> Direction: Summarize the earnings call excerpt below in two sentences.

> Text segment:
We anticipate this strength to continue through the end of the year.
As a result, we expect our realized Marcellus basis differentials for the fourth quarter will average USD 0.30 per Mcf below NYMEX or better, and are maintaining our 2018 Marcellus differential guidance of USD 0.40 per Mcf below NYMEX for the entire year.
I'll now turn the call over to Ray.
Raymond J. Daniels - SVP of Operations, People & Culture
Thanks, Jodi. North Dakota volumes were up 7% quarter-over-quarter and almost 60% year-on-year. This significant growth has been driven by consistently strong well performance across our concentrated position at Fort Berthold. In the third quarter, we had several wells with peak consecutive 30-day production rates of over 2,000 barrels of oil equivalent per day.
We continue to focus on maximizing economics and improving capital efficiencies. And as a result, we are constantly tailoring elements of our completions design. This past quarter, we varied proppant intensity from 600 to 1,600 pounds per foot, varied the number of clusters between 5 and 15 per compartment and increased the compartment length to 300 feet on a number of wells.

> Information provided:
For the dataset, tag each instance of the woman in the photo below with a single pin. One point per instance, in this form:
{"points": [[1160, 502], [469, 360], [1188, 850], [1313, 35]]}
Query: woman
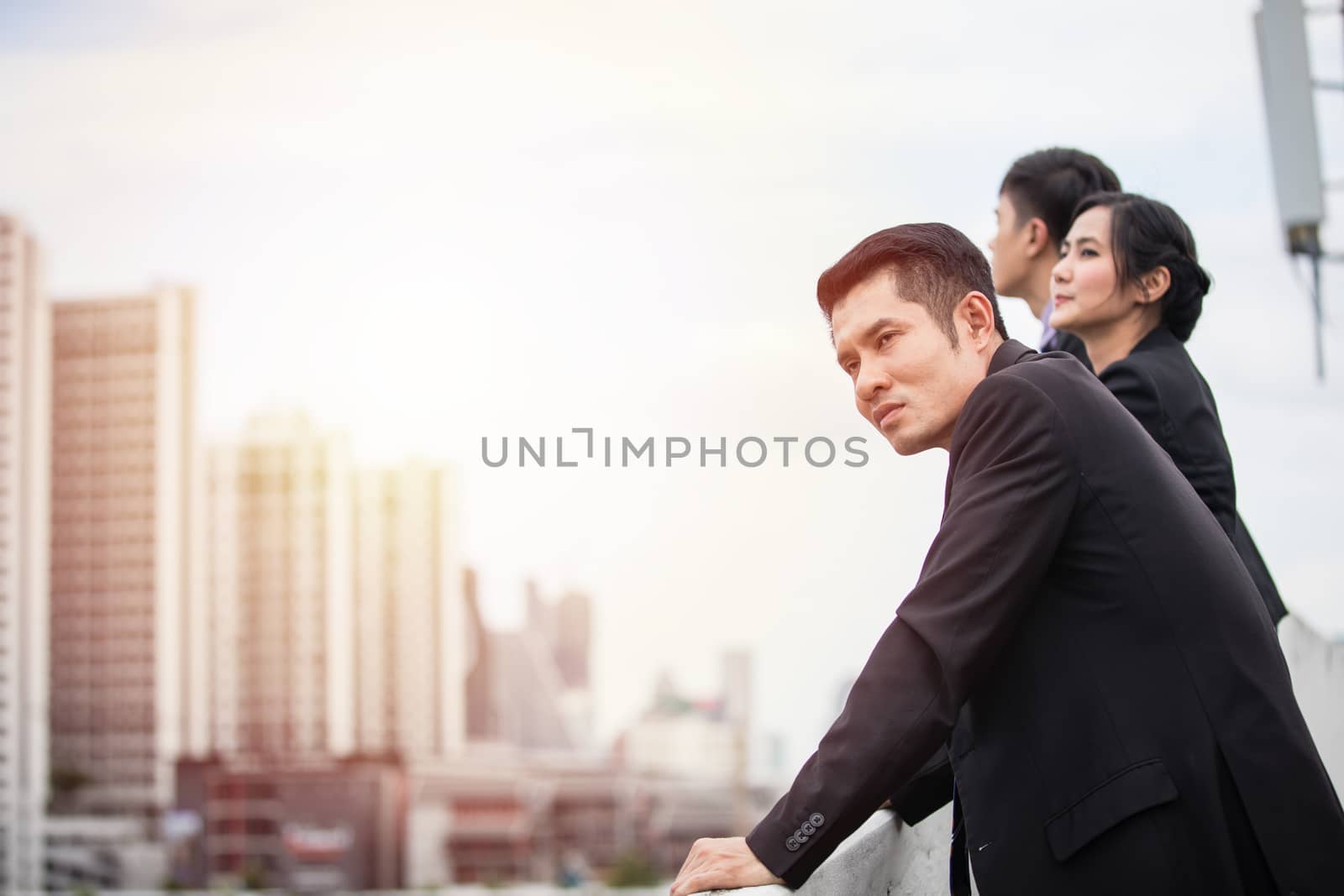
{"points": [[1129, 285]]}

> Completed exercise: Realized Marcellus basis differentials are expected to average USD 0.30 per Mcf below NYMEX or better in the fourth quarter, and the 2018 full-year Marcellus differential guidance of USD 0.40 per Mcf below NYMEX is being maintained. North Dakota volumes rose 7% quarter-over-quarter and almost 60% year-on-year on strong well performance at Fort Berthold, while the completions design is being tailored by varying proppant intensity and clusters per compartment and by increasing compartment length to 300 feet on a number of wells.